Your instructions =>
Write out the whole listing, matching it exactly.
Begin Extracted data
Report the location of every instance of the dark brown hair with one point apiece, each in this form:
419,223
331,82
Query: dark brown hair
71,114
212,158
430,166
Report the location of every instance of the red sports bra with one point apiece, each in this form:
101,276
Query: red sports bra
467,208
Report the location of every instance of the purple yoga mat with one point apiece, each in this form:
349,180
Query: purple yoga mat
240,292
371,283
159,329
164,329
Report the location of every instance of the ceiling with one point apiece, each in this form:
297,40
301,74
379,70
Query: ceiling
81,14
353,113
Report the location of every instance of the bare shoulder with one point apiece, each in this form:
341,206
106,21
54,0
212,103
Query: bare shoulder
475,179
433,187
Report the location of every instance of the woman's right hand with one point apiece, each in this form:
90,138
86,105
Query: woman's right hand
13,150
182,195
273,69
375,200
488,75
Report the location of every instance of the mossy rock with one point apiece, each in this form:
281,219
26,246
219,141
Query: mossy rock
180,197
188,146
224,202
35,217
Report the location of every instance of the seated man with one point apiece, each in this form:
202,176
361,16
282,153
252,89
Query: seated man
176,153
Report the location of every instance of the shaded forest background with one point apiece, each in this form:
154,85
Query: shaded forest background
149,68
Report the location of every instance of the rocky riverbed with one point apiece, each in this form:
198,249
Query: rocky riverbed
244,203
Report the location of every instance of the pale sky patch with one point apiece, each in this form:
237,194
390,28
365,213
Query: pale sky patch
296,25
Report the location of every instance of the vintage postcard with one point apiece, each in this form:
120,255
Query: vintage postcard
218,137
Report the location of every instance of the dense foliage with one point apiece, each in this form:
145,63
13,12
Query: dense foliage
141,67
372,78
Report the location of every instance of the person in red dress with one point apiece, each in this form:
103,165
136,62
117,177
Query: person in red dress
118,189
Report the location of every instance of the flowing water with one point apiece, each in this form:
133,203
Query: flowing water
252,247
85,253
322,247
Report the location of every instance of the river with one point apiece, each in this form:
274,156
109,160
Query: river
End Extracted data
Worked solution =>
Report the location of every instance of the dark brown hair with one point apiece, each in this form:
419,223
331,82
Query: dark brown hair
71,114
212,158
430,166
Report the location of every instance of the red sports bra with one point apiece, each in this form:
101,276
Query: red sports bra
467,208
Report the location of every instance of the purple yoga mat with one point apiece, each in this form:
349,180
Query: purple yoga mat
240,292
371,283
159,329
164,329
Report the location of every instance of the ceiling with one point apiece, each in this form:
297,40
301,74
379,70
Query: ceiling
81,14
353,113
Report the location of every instance of the bare shoulder with one point apiece, each in this form:
341,206
106,21
54,0
212,103
Query: bare shoulder
475,179
433,187
Report the location of every instance of the woman's right hand with one point apiece, each in this form:
90,138
86,105
Query: woman's right hand
13,150
182,195
273,69
375,200
488,75
Report the location of every instance of the mossy rock with one point apiece, each in this form:
281,219
26,246
219,141
Query: mossy rock
180,197
188,146
224,202
35,217
Report the location of every instance of the seated man with one point apiece, each in this form:
202,176
361,16
282,153
252,89
Query: seated man
176,153
Report the location of every instance of the shaded forest background with one point apiece, each in this form:
154,85
Query: shaded forest background
149,68
Report the location of every instance of the rocky riverbed with one point apiece, each in this form:
198,249
Query: rocky riverbed
244,203
Report the location of every instance of the pale sky patch with one point apiece, each in this form:
237,194
390,28
365,213
Query: pale sky patch
296,25
Report the location of every instance of the vintage postcard with one point apiece, each in this form:
120,255
Query: vintage postcard
218,137
Report the location of every instance of the dense foliage with one point apiece, each in this form:
145,63
13,12
Query: dense foliage
141,67
372,78
Report the location of every instance of the person in red dress with one point apiece, each in this form:
103,165
136,62
117,177
Query: person in red dress
118,189
Report the location of every instance of the flowing water with one point apiece, each in this form:
133,203
Query: flowing water
252,247
85,253
322,247
Report the location of every instance of the river with one point apiece, each in this form:
274,156
109,160
Query: river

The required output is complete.